→ Aufgabenstellung:
Führen Sie jede Zeile der nachstehenden Daten, in der das Wort „shirt“ vorkommt, wörtlich auf.

→ Datenauszug:

++++++

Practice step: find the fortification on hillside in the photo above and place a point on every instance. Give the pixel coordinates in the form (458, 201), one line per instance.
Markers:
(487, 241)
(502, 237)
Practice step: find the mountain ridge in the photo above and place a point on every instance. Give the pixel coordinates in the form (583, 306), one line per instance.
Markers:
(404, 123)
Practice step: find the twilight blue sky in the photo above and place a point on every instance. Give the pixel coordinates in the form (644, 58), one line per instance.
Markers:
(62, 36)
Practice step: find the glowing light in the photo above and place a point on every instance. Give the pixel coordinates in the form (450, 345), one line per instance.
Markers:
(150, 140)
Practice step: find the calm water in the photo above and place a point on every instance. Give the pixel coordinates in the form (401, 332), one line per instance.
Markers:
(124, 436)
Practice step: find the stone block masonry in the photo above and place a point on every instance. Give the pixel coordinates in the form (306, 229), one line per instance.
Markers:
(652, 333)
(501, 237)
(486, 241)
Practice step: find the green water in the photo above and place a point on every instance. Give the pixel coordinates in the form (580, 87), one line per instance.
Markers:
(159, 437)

++++++

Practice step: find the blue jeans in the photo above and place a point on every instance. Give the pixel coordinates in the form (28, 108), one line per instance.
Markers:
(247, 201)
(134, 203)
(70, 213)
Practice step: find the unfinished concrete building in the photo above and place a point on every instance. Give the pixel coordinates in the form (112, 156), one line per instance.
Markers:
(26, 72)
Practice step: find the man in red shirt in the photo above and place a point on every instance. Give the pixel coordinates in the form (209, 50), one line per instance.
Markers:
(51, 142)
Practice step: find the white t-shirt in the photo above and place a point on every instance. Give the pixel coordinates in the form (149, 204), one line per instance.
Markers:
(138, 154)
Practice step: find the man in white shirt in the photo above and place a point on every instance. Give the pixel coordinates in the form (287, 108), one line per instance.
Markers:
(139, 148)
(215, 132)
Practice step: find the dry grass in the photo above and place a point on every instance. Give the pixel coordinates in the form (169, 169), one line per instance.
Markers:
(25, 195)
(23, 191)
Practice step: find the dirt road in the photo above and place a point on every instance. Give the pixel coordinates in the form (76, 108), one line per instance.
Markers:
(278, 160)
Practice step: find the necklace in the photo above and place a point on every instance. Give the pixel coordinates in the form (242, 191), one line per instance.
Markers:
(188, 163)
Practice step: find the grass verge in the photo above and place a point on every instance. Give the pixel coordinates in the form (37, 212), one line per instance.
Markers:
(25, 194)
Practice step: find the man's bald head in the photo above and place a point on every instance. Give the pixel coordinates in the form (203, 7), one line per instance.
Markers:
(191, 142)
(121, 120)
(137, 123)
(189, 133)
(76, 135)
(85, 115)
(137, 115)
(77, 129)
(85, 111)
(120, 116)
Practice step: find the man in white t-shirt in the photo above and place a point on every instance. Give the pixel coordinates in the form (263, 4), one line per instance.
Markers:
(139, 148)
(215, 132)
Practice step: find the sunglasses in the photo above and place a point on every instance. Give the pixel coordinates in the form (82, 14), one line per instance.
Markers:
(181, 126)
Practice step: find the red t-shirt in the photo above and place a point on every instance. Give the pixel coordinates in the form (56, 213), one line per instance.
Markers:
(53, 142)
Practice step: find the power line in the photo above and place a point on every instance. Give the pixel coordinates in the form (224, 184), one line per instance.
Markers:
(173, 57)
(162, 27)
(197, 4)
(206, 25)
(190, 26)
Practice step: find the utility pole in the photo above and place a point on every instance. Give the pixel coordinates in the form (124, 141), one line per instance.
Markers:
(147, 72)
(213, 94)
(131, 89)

++++++

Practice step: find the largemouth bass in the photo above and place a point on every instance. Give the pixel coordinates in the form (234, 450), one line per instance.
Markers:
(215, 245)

++++++

→ Schriftliche Antwort:
Practice step: find the man in red shirt in the photo above and place a point on every instance. Give the pixel coordinates in the form (209, 50), one line per instance.
Practice step: find the white t-shirt in the photo above and place a point on every instance. Give the pixel coordinates in the form (149, 204), one line per instance.
Practice step: find the man in white shirt in the photo above and place a point on every instance. Give the pixel coordinates in the form (287, 108), one line per instance.
Practice step: find the man in white t-shirt in the photo above and place a point on every instance. Give the pixel coordinates in the form (263, 4), one line per instance.
Practice step: find the red t-shirt in the photo above and place a point on every instance. Give the pixel coordinates in the form (56, 213), one line per instance.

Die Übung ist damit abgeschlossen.